### BRIEF
The entries below are to be retyped exactly. Preserve every word.

GIVEN RECORDS below:

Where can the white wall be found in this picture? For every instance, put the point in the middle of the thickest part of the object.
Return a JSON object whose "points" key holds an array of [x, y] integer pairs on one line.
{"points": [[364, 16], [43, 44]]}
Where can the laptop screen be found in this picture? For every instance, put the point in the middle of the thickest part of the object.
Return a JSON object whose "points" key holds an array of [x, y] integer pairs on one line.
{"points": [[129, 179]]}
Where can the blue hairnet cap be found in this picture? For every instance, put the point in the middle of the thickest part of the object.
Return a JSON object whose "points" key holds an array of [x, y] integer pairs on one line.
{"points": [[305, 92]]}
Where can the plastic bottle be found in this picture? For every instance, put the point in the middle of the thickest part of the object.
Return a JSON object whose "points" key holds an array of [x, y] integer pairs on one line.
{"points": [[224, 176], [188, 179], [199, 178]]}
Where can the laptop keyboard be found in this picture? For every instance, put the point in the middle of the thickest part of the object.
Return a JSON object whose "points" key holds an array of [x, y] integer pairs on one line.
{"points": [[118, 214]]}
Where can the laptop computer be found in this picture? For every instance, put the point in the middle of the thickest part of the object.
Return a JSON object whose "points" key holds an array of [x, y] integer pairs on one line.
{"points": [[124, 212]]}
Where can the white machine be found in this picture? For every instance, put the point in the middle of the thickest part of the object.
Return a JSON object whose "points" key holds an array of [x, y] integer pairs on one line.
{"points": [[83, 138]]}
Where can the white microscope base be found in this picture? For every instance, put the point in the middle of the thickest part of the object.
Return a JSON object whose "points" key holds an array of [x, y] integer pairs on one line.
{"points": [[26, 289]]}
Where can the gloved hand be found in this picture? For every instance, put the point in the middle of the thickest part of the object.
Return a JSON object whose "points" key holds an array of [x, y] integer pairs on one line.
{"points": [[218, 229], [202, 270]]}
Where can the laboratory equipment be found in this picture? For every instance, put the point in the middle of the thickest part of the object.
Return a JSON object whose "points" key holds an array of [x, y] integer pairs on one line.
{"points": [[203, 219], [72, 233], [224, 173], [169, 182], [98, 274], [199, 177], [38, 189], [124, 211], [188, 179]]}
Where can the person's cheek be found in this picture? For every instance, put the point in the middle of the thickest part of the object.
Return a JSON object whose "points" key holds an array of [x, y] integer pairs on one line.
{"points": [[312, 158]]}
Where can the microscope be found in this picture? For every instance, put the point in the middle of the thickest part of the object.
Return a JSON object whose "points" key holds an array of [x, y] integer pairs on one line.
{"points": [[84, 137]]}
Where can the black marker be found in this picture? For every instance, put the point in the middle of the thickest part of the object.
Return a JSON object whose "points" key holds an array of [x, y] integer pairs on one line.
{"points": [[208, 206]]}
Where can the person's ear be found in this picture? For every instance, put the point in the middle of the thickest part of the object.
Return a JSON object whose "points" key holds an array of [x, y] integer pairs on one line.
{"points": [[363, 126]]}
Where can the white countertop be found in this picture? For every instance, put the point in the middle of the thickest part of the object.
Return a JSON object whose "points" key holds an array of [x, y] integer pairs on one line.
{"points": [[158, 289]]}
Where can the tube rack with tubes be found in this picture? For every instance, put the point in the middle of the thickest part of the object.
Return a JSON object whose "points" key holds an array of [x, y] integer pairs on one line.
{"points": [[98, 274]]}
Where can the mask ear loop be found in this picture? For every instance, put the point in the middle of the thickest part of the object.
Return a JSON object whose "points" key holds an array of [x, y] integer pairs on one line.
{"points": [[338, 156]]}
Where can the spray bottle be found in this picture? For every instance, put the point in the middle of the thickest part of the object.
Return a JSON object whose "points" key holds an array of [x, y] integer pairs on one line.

End of GIVEN RECORDS.

### ANSWER TO THIS EXERCISE
Where can the white wall be found in this picture? For every instance, put the point in the middle of the thickest part of the object.
Return a JSON object whose "points" key holds an array of [x, y] integer pairs on one line.
{"points": [[364, 16], [43, 44]]}
Where can the laptop screen be found in this picture? For every instance, put the point in the middle of the thickest part of the object.
Return a JSON object whose "points" key holds an array of [x, y] integer pairs on one line.
{"points": [[129, 179]]}
Where can the blue hairnet cap be found in this picture? For every instance, put the point in the middle of the thickest part of the object.
Return a JSON object whose "points" key holds an array of [x, y] integer pairs on one line.
{"points": [[305, 92]]}
Where can the plastic bottle be found in this picture? For every instance, put the point in the middle of the thickest part of the object.
Return a JSON object whose "points" key holds an array of [x, y] integer pairs on one line.
{"points": [[224, 176], [188, 179], [199, 178]]}
Where can the laptop keyboard be found in this picture? For every instance, put the point in the middle of the thickest part of the object.
Return a JSON object whose "points" key holds an array of [x, y] integer pairs on one line.
{"points": [[118, 214]]}
Where can the laptop computer be found in this picture? For every instance, put the point in the middle of the thickest part of the object.
Return a JSON object whose "points" key holds an array of [x, y] integer pairs on one line.
{"points": [[124, 212]]}
Where can the white machine be found in this picture? For every instance, put the point in the middle of the thickest part of the object.
Return a JSON object whose "points" key holds an array of [x, y] integer pairs on one line.
{"points": [[83, 138]]}
Where can the white microscope base be found in this picture? For every instance, put the point in the middle of the thickest part of the object.
Return a JSON object whose "points" key holds an array of [x, y] integer pairs on one line.
{"points": [[26, 289]]}
Where can the gloved hand be found in this picture? For every instance, put the point in the middle of the thickest part of the object.
Return a JSON object whose "points" key holds an array of [x, y] integer pairs on one line.
{"points": [[218, 229], [202, 270]]}
Where can the laboratory equipment be found in this picture? For every instance, put the point in the middle of the thickest part of the object.
Return a JSON object whose "points" key holds an array of [x, y] integer pairs on one line.
{"points": [[203, 219], [72, 233], [224, 173], [169, 182], [98, 274], [199, 177], [38, 189], [124, 211], [188, 179]]}
Where can the person's cheek be found in this picture? For every instance, put the point in the middle of the thickest part of the object.
Return a JSON object whose "points" key holds an array of [x, y] integer pairs on one line.
{"points": [[312, 158]]}
Where can the microscope be found in this picture? For every instance, put the point in the middle of the thickest part of the object.
Return a JSON object whose "points" key holds an array of [x, y] integer pairs on one line.
{"points": [[84, 137]]}
Where can the black marker be found in this picture? For every instance, put the point in the middle of the thickest part of the object.
Return a JSON object whose "points" key holds an array of [x, y] integer pairs on one line.
{"points": [[208, 206]]}
Where can the person's ear be found in this picture? For every instance, put the point in the middle of the thickest part of the object.
Return a JSON object whose "points" key holds an array of [x, y] integer pairs on one line.
{"points": [[363, 126]]}
Where can the white countertop be found in this picture? For every instance, put the point in the middle of the thickest part of the object.
Return a JSON object whose "points" key holds an array of [x, y] integer pairs on one line.
{"points": [[158, 289]]}
Where can the tube rack with tubes be found in this picture? For every instance, put the point in the middle of the thickest part of the object.
Return a JSON object whose "points" key holds an array of [x, y] integer pairs on one line.
{"points": [[98, 274]]}
Where can the mask ear loop be found in this picture? For every instance, put the point in the middle of the thickest part of the object.
Return a JSON object whose "points" key holds an array of [x, y] integer pairs on one line.
{"points": [[338, 156]]}
Where can the spray bottle be found in this picture? For every instance, put the point in the middle of the thickest part of the object.
Return a JSON object whose "points" key holds an array of [x, y] integer pairs on one line.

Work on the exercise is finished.